Given instruction
Rewrite the lines from the one containing "Mark the woman's right" through the end of the lines, including both ends, with the requests kept in, and add 117 to every coordinate in the answers.

Supplied material

• • •

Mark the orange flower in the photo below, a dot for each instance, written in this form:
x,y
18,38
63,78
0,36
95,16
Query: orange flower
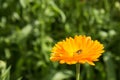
x,y
80,49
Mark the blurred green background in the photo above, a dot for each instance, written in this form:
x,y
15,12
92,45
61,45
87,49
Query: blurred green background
x,y
29,29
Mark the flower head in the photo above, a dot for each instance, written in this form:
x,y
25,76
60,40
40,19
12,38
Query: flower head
x,y
80,49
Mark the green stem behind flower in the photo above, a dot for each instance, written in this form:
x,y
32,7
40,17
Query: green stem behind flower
x,y
77,71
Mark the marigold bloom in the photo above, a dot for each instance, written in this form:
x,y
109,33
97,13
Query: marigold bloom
x,y
80,49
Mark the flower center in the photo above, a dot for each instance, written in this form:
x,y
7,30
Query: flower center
x,y
79,51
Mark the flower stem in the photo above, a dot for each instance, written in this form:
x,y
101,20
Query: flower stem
x,y
77,71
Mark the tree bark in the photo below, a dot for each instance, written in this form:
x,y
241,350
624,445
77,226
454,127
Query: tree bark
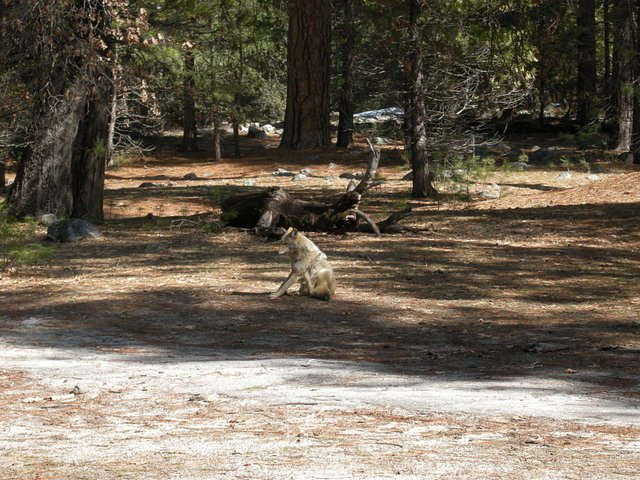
x,y
625,56
113,116
606,40
346,109
587,80
190,132
306,121
43,181
90,156
422,174
217,152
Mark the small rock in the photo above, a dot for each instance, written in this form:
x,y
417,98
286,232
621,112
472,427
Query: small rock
x,y
521,165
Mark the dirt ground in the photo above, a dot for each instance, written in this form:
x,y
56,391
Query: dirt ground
x,y
498,339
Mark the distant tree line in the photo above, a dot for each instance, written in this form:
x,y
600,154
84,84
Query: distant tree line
x,y
81,79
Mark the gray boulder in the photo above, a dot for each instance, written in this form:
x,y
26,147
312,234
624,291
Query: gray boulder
x,y
72,230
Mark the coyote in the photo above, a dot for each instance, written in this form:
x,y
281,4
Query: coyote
x,y
309,267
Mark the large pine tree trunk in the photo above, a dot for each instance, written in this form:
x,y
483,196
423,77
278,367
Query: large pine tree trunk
x,y
90,156
346,111
422,174
43,181
306,121
625,59
587,79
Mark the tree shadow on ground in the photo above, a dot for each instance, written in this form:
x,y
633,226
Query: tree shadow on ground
x,y
458,302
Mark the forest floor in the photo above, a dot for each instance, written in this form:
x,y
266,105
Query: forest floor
x,y
498,339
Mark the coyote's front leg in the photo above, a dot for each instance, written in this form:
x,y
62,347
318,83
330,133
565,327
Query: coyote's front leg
x,y
291,279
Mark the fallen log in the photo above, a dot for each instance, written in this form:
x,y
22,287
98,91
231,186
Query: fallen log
x,y
271,212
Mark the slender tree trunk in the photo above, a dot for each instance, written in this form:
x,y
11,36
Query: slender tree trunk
x,y
346,110
89,156
236,126
217,152
422,174
113,116
606,40
190,136
587,79
626,56
306,121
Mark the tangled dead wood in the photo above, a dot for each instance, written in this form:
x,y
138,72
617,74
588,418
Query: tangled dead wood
x,y
272,211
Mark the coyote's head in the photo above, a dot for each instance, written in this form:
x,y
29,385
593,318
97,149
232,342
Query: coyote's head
x,y
288,240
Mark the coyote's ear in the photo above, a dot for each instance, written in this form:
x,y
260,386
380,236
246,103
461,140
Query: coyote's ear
x,y
287,233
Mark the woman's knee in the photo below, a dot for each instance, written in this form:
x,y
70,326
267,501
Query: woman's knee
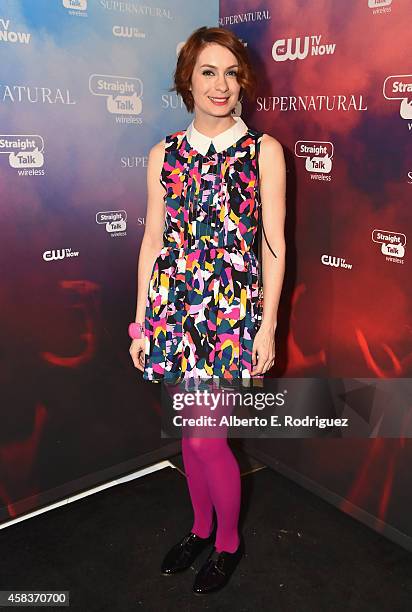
x,y
206,448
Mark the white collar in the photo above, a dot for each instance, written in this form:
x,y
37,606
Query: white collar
x,y
222,141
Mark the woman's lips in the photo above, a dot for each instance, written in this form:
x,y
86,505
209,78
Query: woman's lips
x,y
218,101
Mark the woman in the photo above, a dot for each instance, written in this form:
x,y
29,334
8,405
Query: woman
x,y
197,300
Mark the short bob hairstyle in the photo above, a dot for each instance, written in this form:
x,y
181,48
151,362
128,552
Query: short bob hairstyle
x,y
188,56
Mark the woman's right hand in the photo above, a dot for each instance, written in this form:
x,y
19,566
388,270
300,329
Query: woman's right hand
x,y
137,352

• • •

Output of the task
Mark the woman's right hand in the photo above, a dot for each instance, written in this form:
x,y
19,566
388,270
300,329
Query: woman's right hand
x,y
254,469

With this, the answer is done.